◆ **PROBLEMS TO SOLVE**
• 1. In the forum thread, where did katsteve2012 move the thread?
• 2. Reproduce the part of the forum thread starting with "## Gracie (Jul" and going on through "share your stories?".
• 3. Rewrite the paragraph of the forum thread that begins "We were at a friend's house" more briefly, keeping its main facts.

◆ **TEXT SHOWN**

———

# The dead coming to visit.



## Gracie (Jul 20, 2021)

I thought we had a paranormal forum here...but either I am blind or I am too dumb to find it. So....I'm putting this thread in here since it says "nothing matters here" or somesuch.

Anyway...has anyone ever experienced a visitation from a deceased loved one? Human or pet. Just to let you know they are ok, or just to be near you for the short time they have energy wise to visit.

Wanna share your stories?

AND NO BASHING those who truly believe this happens/happened. Otherwise, I'll cuss ya out.


----------



## Muhammed (Jul 20, 2021)

Recently I've had dreams featuring deceased very close loved ones. My mother and my half sister both unexpectedly passed away in 2019. But it seems like just yesterday. Those fleeting moments during my slumber are precious to me.

Then I wake up and realize that they're still gone.


----------



## EvilCat Breath (Jul 20, 2021)

I frequently dream of deceased  loved ones.  Is it a dream or an actual visitation?  Who knows.

When I was a young girl, 10 or so, I was quite lonely so I made up an imaginary friend.  I called her Mary Elizabeth.  She had long blonde hair and was a bit shorter than I.   Not once did I think of her being in any way real.  I made up everything about her.  Consciously made up.   I told my mother about my imaginary friend.  

We were at a friend's house and their old grandpa was there telling us about the days when the whole neighborhood was a swamp.  They drained it, filled it and built houses.  Grandpa used to go hunting there back in the day.  Sad story, he said, a girl must have gotten lost in that swamp.  She was never seen again.  The story was she fell in a deeper part  and died.  They never did find Mary Elizabeth's body.  Such a pretty girl,  short with long blonde hair.

I made it up.  I know I did.


----------



## fncceo (Jul 20, 2021)

The dead visit me, but they don't stay long.

I never bring out the good wine and cheese.


----------



## Unkotare (Jul 20, 2021)

We are all the dead, just here for a visit.


----------



## katsteve2012 (Jul 20, 2021)

Gracie said:


> I thought we had a paranormal forum here...but either I am blind or I am too dumb to find it. So....I'm putting this thread in here since it says "nothing matters here" or somesuch.
> 
> Anyway...has anyone ever experienced a visitation from a deceased loved one? Human or pet. Just to let you know they are ok, or just to be near you for the short time they have energy wise to visit.
> 
> ...


There is a Paranormal forum in the Hobbies section.
 Moved the thread there for you.

———

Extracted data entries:
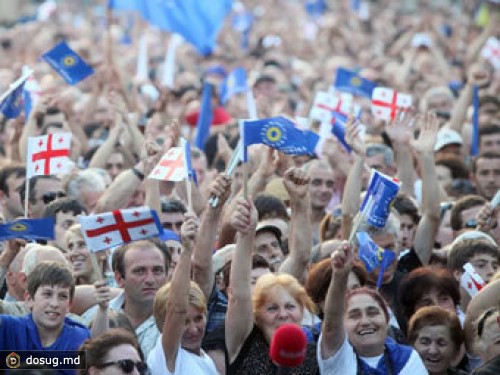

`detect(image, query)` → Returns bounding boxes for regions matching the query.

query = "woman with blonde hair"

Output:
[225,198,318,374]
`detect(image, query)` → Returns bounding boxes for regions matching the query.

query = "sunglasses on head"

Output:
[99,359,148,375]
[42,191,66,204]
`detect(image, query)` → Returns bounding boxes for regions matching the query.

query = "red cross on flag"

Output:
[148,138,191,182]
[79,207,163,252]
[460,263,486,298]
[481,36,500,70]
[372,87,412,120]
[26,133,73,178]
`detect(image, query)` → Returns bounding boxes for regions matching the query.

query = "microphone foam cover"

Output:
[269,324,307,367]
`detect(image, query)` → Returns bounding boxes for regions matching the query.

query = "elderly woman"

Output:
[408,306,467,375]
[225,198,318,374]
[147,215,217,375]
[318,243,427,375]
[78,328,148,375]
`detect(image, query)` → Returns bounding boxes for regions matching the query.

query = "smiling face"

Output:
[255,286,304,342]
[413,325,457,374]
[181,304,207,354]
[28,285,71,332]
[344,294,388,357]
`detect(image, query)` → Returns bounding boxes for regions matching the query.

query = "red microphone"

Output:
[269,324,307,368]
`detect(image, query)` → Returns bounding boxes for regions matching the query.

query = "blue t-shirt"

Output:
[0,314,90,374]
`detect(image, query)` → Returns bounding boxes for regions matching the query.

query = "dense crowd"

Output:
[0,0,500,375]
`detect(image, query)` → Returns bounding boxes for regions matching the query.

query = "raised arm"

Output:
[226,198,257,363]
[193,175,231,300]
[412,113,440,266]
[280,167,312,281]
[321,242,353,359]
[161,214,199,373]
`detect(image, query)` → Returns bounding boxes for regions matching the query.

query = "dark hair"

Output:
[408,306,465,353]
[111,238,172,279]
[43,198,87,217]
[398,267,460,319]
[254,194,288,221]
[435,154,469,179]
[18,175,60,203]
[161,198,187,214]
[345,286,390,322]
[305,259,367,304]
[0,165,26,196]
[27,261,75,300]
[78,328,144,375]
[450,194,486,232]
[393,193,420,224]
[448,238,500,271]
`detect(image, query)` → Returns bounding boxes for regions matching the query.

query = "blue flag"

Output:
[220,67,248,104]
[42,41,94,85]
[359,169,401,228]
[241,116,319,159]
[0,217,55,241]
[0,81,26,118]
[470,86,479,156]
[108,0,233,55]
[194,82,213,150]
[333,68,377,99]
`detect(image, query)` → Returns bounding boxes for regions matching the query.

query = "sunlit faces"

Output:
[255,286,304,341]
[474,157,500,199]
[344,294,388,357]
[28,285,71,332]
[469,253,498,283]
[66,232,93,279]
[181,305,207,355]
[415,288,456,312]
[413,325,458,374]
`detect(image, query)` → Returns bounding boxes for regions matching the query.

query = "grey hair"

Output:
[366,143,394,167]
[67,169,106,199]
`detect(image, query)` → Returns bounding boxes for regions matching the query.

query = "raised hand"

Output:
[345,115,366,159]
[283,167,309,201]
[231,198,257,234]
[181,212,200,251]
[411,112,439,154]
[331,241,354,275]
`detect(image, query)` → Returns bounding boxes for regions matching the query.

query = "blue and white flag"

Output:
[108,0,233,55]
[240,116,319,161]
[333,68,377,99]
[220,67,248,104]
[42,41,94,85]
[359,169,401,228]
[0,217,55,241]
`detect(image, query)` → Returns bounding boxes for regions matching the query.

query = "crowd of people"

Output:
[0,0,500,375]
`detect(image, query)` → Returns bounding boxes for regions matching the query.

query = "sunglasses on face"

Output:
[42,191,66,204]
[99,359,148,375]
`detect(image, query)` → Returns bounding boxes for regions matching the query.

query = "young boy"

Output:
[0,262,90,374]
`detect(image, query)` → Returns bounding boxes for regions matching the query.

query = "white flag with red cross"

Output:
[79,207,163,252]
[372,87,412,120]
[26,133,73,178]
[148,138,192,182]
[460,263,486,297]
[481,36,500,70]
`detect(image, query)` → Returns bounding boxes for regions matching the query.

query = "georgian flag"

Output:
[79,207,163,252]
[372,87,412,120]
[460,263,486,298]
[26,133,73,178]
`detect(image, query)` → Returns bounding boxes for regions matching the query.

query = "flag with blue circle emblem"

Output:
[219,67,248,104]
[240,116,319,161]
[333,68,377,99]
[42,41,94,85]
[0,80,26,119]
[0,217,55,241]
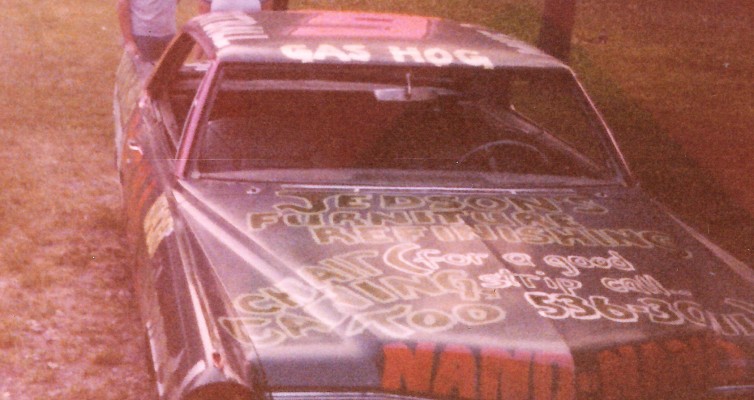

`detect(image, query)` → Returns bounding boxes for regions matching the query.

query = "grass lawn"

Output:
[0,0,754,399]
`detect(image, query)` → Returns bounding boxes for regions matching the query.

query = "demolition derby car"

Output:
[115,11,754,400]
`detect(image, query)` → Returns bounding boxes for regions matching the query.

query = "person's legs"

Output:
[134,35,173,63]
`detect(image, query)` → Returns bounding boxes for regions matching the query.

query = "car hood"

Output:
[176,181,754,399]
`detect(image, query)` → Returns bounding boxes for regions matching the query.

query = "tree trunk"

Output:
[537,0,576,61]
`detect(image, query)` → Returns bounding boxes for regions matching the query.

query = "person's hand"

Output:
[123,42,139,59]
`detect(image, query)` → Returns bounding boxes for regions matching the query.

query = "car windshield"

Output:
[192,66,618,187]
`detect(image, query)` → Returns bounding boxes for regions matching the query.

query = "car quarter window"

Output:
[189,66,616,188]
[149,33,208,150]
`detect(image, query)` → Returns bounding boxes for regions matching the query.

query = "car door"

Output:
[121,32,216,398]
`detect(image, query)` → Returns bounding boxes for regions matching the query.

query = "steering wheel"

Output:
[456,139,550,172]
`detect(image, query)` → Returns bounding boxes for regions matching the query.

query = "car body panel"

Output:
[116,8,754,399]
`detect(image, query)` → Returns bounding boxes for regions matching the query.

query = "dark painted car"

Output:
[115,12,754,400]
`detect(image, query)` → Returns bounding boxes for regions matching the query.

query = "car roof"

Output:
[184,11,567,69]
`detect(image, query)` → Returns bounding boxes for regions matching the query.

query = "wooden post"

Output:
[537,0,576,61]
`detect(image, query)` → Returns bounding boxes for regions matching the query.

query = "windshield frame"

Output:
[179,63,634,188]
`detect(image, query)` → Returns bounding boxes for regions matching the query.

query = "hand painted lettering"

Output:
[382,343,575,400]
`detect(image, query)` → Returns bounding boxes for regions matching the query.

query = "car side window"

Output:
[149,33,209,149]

———

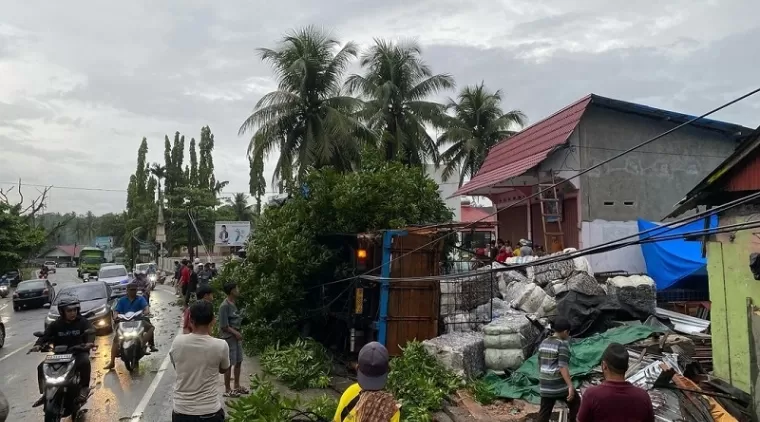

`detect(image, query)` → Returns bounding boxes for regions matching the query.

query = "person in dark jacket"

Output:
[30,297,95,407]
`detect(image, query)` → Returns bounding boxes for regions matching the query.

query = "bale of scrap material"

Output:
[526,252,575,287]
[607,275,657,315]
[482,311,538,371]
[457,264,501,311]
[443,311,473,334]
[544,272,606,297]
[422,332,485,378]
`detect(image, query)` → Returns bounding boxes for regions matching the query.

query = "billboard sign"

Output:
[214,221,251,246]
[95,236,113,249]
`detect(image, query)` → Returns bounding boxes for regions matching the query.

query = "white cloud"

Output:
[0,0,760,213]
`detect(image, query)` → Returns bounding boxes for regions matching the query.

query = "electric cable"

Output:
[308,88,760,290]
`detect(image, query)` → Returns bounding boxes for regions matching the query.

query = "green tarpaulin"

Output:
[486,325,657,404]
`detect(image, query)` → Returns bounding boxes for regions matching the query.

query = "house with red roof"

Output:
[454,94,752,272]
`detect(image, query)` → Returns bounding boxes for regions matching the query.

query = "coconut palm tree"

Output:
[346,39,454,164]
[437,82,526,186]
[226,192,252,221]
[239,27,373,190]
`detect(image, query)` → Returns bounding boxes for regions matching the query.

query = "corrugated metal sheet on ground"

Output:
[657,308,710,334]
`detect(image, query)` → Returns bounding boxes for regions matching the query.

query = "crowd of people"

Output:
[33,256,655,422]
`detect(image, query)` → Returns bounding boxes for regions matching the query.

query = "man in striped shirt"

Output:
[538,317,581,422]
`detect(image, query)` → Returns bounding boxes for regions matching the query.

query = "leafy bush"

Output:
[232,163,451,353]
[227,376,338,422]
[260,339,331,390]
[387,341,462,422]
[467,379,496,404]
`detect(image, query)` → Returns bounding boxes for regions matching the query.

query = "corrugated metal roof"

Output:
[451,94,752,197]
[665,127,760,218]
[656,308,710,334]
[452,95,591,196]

———

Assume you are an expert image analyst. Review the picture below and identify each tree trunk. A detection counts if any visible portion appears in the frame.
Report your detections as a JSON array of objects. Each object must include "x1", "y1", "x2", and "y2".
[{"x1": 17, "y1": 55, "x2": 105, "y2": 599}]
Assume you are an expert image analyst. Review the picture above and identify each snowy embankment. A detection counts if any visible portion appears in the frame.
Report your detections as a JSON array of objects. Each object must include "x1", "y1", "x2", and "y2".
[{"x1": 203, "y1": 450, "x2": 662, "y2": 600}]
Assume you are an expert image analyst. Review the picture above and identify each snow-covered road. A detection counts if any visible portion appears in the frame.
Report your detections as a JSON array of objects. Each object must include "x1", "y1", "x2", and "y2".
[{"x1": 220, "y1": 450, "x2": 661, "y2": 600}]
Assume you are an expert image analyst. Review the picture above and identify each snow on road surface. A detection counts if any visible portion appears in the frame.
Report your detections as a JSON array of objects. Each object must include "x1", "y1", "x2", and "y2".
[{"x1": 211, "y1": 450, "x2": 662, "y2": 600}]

———

◆ **RESPONSES TO THE EXERCISE**
• 1. To the Paranormal forum in the Hobbies section.

• 2.
## Gracie (Jul 20, 2021)

I thought we had a paranormal forum here...but either I am blind or I am too dumb to find it. So....I'm putting this thread in here since it says "nothing matters here" or somesuch.

Anyway...has anyone ever experienced a visitation from a deceased loved one? Human or pet. Just to let you know they are ok, or just to be near you for the short time they have energy wise to visit.

Wanna share your stories?

• 3. At a friend's house, an old grandpa said the neighborhood had once been a swamp where he used to hunt, before it was drained, filled and built on. He told of a girl who got lost in that swamp and was never seen again, said to have fallen into a deeper part and died. Her body was never found. Her name was Mary Elizabeth, a pretty, short girl with long blonde hair.